● **WORK INSTRUCTION**
Find the line containing "side step bar.", then output it and every line after it through the end of the listing below, exactly as written.

▬▬▬▬▬▬

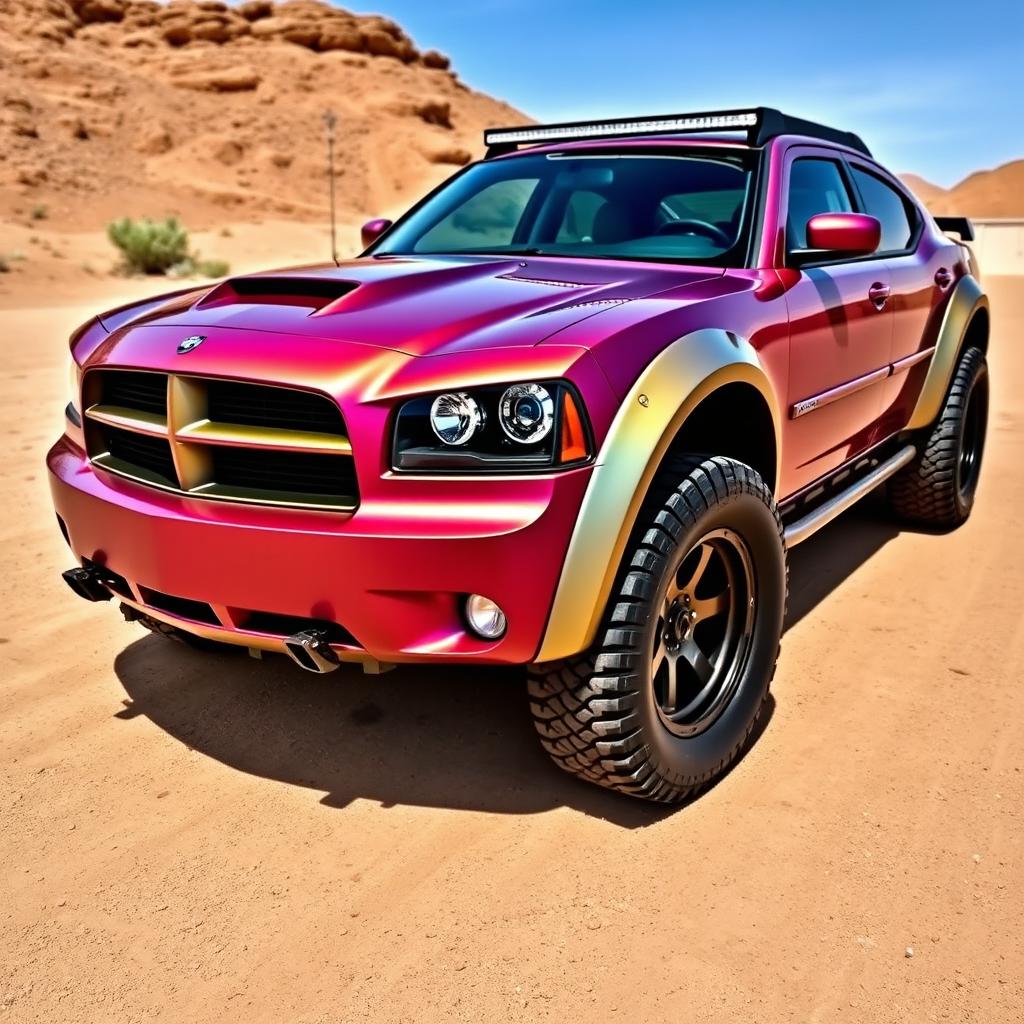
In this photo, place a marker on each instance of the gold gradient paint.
(967, 299)
(671, 387)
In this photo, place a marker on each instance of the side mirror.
(373, 229)
(841, 235)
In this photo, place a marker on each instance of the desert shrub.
(150, 246)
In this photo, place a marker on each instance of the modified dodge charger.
(569, 412)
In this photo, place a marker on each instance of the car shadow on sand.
(437, 736)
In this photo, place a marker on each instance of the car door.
(922, 275)
(840, 329)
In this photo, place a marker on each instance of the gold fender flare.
(672, 386)
(967, 299)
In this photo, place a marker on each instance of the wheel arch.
(965, 322)
(674, 402)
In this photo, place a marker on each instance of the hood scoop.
(318, 295)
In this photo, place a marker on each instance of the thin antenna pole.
(330, 122)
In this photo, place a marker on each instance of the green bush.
(150, 246)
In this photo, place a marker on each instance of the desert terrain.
(189, 837)
(193, 837)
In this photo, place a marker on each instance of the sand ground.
(197, 838)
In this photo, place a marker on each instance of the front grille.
(293, 471)
(152, 455)
(135, 390)
(229, 440)
(235, 401)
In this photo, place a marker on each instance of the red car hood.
(426, 306)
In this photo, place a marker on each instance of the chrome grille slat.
(229, 440)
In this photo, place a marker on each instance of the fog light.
(485, 619)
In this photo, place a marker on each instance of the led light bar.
(602, 129)
(759, 124)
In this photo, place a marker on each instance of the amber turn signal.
(573, 444)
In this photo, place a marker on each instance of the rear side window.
(884, 203)
(815, 186)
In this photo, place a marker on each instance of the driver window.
(578, 223)
(815, 186)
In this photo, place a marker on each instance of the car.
(569, 413)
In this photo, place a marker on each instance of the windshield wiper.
(504, 252)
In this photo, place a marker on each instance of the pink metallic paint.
(393, 570)
(373, 229)
(850, 233)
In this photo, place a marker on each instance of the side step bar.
(823, 514)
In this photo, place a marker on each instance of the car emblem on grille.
(189, 343)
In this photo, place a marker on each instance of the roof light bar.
(758, 123)
(602, 129)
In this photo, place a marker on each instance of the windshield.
(691, 209)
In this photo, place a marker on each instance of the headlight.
(534, 425)
(455, 417)
(527, 413)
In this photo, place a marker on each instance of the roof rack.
(759, 124)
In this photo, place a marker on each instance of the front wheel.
(667, 698)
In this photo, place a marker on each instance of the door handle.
(879, 294)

▬▬▬▬▬▬

● **ANSWER**
In this photo, place a marker on each instance of the side step bar.
(823, 514)
In this photo, place a marker on each instance of the car emblem on grille.
(189, 343)
In this photo, place a marker on each instance of the roof light bar.
(758, 123)
(602, 129)
In this photo, place a marker on each instance of the windshield.
(691, 209)
In this photo, place a marker on each instance of the headlight.
(534, 425)
(455, 417)
(527, 413)
In this photo, place a marker on each instance of the roof rack.
(759, 124)
In this photo, place a marker on each instance of the front wheel.
(667, 698)
In this photo, place a marker on each instance of the door handle.
(879, 294)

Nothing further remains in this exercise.